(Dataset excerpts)
————————

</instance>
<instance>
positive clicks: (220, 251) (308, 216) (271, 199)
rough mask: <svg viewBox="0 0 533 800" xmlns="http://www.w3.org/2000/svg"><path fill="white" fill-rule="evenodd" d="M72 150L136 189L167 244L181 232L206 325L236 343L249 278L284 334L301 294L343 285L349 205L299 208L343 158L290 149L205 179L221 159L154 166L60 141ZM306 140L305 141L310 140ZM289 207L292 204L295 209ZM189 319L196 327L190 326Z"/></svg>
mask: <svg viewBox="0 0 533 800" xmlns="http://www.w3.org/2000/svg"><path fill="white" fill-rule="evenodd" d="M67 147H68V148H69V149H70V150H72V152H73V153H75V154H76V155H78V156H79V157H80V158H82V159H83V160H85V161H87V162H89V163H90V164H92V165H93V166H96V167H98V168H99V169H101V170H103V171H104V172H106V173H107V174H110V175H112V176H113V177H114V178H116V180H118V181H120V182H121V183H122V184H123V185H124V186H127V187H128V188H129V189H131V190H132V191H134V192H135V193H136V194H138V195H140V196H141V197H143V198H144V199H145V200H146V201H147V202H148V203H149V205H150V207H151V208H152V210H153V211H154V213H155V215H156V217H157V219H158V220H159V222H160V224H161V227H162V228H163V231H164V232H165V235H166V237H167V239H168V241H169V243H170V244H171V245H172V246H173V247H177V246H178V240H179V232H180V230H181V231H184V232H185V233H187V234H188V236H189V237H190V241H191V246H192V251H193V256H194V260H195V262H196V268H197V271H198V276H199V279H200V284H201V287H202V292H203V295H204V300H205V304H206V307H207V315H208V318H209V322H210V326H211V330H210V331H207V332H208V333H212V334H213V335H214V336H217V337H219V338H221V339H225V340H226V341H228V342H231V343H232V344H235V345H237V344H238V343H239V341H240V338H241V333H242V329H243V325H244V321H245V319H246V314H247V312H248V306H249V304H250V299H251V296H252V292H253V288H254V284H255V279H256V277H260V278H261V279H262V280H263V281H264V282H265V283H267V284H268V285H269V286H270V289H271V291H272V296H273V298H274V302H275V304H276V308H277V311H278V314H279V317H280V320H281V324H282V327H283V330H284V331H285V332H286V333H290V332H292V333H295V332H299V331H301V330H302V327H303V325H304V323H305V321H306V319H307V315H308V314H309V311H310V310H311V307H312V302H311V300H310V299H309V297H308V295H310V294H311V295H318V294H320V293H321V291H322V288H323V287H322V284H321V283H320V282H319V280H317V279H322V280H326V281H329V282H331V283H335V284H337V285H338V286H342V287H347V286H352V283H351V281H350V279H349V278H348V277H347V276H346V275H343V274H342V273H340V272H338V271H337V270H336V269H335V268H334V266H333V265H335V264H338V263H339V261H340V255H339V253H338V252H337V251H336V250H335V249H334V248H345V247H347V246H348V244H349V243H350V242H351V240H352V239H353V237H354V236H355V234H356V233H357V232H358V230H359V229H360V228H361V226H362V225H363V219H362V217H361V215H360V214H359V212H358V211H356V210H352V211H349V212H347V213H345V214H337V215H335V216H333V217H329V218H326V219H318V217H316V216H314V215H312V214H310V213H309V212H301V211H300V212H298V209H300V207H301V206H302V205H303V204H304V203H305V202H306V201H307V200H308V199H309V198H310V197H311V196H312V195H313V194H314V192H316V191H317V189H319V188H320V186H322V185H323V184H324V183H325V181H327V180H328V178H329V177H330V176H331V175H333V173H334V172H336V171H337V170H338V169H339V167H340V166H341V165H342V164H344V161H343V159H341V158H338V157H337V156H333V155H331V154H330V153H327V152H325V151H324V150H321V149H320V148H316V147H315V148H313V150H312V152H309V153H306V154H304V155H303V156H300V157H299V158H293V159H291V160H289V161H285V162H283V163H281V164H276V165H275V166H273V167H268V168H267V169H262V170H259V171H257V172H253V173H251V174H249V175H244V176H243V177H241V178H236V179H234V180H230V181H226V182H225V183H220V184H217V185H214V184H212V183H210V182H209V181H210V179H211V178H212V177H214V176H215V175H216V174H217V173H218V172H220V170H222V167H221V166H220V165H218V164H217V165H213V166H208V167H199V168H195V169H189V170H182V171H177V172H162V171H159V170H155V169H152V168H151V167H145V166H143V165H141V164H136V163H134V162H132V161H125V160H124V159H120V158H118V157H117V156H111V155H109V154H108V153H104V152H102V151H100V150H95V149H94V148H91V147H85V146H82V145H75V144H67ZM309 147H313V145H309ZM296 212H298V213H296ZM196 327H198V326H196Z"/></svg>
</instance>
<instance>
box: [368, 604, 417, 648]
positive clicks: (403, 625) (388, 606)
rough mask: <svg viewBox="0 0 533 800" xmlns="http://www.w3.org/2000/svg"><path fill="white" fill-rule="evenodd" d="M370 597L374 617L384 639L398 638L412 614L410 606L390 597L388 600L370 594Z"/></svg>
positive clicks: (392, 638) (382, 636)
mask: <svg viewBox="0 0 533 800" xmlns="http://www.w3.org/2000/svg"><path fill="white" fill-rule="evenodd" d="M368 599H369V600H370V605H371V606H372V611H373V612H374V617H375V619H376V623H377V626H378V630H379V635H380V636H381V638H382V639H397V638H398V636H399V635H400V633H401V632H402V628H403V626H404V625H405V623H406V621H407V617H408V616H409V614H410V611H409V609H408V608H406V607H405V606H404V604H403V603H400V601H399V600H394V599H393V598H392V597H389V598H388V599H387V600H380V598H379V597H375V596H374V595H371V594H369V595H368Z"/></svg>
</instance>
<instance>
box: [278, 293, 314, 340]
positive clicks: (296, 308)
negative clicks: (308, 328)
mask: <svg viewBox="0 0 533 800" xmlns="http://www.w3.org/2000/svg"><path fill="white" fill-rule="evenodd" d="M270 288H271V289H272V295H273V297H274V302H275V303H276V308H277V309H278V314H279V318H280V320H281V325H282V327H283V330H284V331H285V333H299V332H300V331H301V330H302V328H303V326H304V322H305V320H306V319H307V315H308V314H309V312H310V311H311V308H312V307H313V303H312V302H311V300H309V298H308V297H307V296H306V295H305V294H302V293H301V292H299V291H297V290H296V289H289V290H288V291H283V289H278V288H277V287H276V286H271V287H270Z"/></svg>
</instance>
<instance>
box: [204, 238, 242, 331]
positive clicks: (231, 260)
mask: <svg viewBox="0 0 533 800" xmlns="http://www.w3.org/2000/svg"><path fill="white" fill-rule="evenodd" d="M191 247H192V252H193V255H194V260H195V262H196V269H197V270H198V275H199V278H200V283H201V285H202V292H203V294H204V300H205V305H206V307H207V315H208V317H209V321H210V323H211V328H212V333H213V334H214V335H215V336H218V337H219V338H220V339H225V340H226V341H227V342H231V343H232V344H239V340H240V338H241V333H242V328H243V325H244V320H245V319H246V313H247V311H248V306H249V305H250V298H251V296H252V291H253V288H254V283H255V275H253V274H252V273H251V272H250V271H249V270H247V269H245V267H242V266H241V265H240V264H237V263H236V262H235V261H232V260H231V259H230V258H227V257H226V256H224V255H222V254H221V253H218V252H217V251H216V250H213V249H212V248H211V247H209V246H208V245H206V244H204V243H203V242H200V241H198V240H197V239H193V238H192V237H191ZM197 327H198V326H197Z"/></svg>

————————

Copy these entries exactly as they appear, line for line.

▶ [RESULT OF THE TASK]:
</instance>
<instance>
positive clicks: (220, 251) (308, 216) (271, 199)
rough mask: <svg viewBox="0 0 533 800" xmlns="http://www.w3.org/2000/svg"><path fill="white" fill-rule="evenodd" d="M72 150L136 189L167 244L181 232L206 325L236 343L249 278L284 334L301 294L343 285L349 205L299 208L343 158L290 149L205 179L221 159L154 166L60 141ZM306 140L305 141L310 140ZM289 207L292 204L295 209ZM189 319L196 327L190 326Z"/></svg>
mask: <svg viewBox="0 0 533 800" xmlns="http://www.w3.org/2000/svg"><path fill="white" fill-rule="evenodd" d="M67 147H68V148H69V149H70V150H72V152H73V153H75V154H76V155H78V156H79V157H80V158H82V159H83V160H85V161H87V162H89V163H90V164H92V165H93V166H96V167H98V168H99V169H101V170H103V171H104V172H106V173H107V174H110V175H112V176H113V177H114V178H116V180H118V181H120V182H121V183H122V184H123V185H124V186H127V187H128V188H129V189H131V190H132V191H134V192H135V193H136V194H138V195H140V196H141V197H143V198H144V199H145V200H146V201H147V202H148V203H149V205H150V207H151V208H152V210H153V211H154V213H155V215H156V217H157V219H158V220H159V222H160V224H161V227H162V228H163V231H164V232H165V235H166V237H167V239H168V241H169V243H170V244H171V245H172V246H173V247H177V246H178V240H179V232H180V230H181V231H184V232H185V233H187V234H188V236H189V237H190V241H191V246H192V251H193V256H194V260H195V262H196V268H197V271H198V276H199V279H200V284H201V287H202V292H203V295H204V300H205V304H206V307H207V315H208V318H209V322H210V326H211V330H210V331H207V332H208V333H212V334H213V335H214V336H217V337H219V338H221V339H225V340H226V341H228V342H231V343H232V344H235V345H237V344H238V343H239V341H240V338H241V333H242V329H243V325H244V321H245V319H246V314H247V312H248V306H249V304H250V299H251V296H252V292H253V288H254V284H255V279H256V277H260V278H261V279H262V280H263V281H264V282H265V283H267V284H268V285H269V286H270V289H271V291H272V296H273V298H274V302H275V304H276V308H277V311H278V314H279V317H280V320H281V324H282V327H283V330H284V331H285V332H286V333H290V332H292V333H295V332H299V331H301V330H302V327H303V325H304V323H305V321H306V319H307V315H308V314H309V311H310V310H311V307H312V302H311V300H310V299H309V297H308V295H310V294H311V295H318V294H320V293H321V291H322V288H323V287H322V284H321V283H320V282H319V280H317V279H322V280H326V281H329V282H331V283H335V284H337V285H338V286H342V287H347V286H352V283H351V281H350V279H349V278H348V277H347V276H346V275H343V274H342V273H340V272H338V271H337V270H336V269H335V268H334V266H333V265H335V264H338V263H339V261H340V255H339V253H338V252H337V251H336V250H335V249H334V248H345V247H347V246H348V244H349V243H350V242H351V240H352V239H353V237H354V236H355V234H356V233H357V232H358V230H359V229H360V228H361V226H362V225H363V219H362V217H361V215H360V214H359V212H358V211H356V210H352V211H349V212H347V213H345V214H337V215H335V216H333V217H329V218H326V219H318V217H316V216H314V215H312V214H310V213H309V212H301V211H300V212H298V209H300V207H301V206H302V205H303V204H304V203H305V202H306V201H307V200H308V199H309V198H310V197H311V196H312V195H313V194H314V192H316V191H317V189H319V188H320V186H322V185H323V184H324V183H325V181H327V180H328V178H329V177H330V176H331V175H333V173H334V172H336V171H337V170H338V169H339V167H340V166H341V165H342V164H344V161H343V159H341V158H338V157H337V156H333V155H331V154H330V153H327V152H325V151H324V150H321V149H320V148H316V147H315V148H313V150H312V152H309V153H306V154H304V155H303V156H300V157H299V158H293V159H291V160H289V161H285V162H283V163H281V164H276V165H275V166H273V167H268V168H267V169H262V170H259V171H257V172H253V173H251V174H249V175H244V176H243V177H241V178H236V179H234V180H230V181H226V182H225V183H220V184H217V185H214V184H212V183H210V182H209V181H210V179H211V178H212V177H214V176H215V175H216V174H217V173H218V172H220V170H222V167H221V166H220V165H218V164H217V165H213V166H208V167H199V168H195V169H189V170H182V171H177V172H162V171H159V170H155V169H152V168H151V167H145V166H143V165H141V164H136V163H134V162H132V161H125V160H124V159H120V158H118V157H117V156H111V155H109V154H108V153H104V152H102V151H100V150H95V149H94V148H91V147H85V146H82V145H75V144H67ZM309 147H313V145H309ZM296 212H298V213H296ZM196 327H198V326H196Z"/></svg>
</instance>
<instance>
box: [368, 604, 417, 648]
positive clicks: (403, 625) (388, 606)
rough mask: <svg viewBox="0 0 533 800" xmlns="http://www.w3.org/2000/svg"><path fill="white" fill-rule="evenodd" d="M370 597L374 617L384 639L398 638L412 614L410 606L390 597L388 600L370 594Z"/></svg>
positive clicks: (392, 638) (382, 636)
mask: <svg viewBox="0 0 533 800" xmlns="http://www.w3.org/2000/svg"><path fill="white" fill-rule="evenodd" d="M368 599H369V600H370V605H371V606H372V611H373V612H374V617H375V619H376V623H377V626H378V630H379V635H380V636H381V638H382V639H397V638H398V636H399V635H400V633H401V632H402V628H403V626H404V625H405V623H406V621H407V617H408V616H409V614H410V611H409V609H408V608H406V607H405V606H404V604H403V603H400V601H399V600H394V599H393V598H392V597H389V598H388V599H387V600H380V598H379V597H375V596H374V595H371V594H369V595H368Z"/></svg>
</instance>
<instance>
box: [278, 293, 314, 340]
positive clicks: (296, 308)
negative clicks: (308, 328)
mask: <svg viewBox="0 0 533 800" xmlns="http://www.w3.org/2000/svg"><path fill="white" fill-rule="evenodd" d="M270 288H271V289H272V295H273V297H274V302H275V303H276V308H277V309H278V314H279V318H280V320H281V325H282V327H283V330H284V331H285V333H299V332H300V331H301V330H302V328H303V326H304V322H305V320H306V319H307V315H308V314H309V312H310V311H311V308H312V307H313V303H312V302H311V300H309V298H308V297H307V296H306V295H305V294H302V293H301V292H299V291H297V290H296V289H289V290H288V291H283V289H278V288H277V287H276V286H271V287H270Z"/></svg>
</instance>
<instance>
box: [204, 238, 242, 331]
positive clicks: (231, 260)
mask: <svg viewBox="0 0 533 800" xmlns="http://www.w3.org/2000/svg"><path fill="white" fill-rule="evenodd" d="M191 247H192V252H193V255H194V260H195V262H196V269H197V270H198V275H199V278H200V283H201V285H202V292H203V294H204V300H205V305H206V307H207V315H208V317H209V321H210V323H211V328H212V333H213V334H214V335H215V336H218V337H219V338H220V339H225V340H226V341H227V342H231V343H232V344H239V340H240V338H241V333H242V328H243V325H244V320H245V319H246V313H247V311H248V306H249V305H250V298H251V296H252V291H253V288H254V283H255V275H253V274H252V273H251V272H250V271H249V270H247V269H245V267H242V266H241V265H240V264H237V263H236V262H235V261H232V260H231V259H230V258H227V257H226V256H224V255H222V254H221V253H218V252H217V251H216V250H213V249H212V248H211V247H209V246H208V245H206V244H204V243H203V242H200V241H198V240H197V239H193V238H192V237H191ZM197 327H198V326H197Z"/></svg>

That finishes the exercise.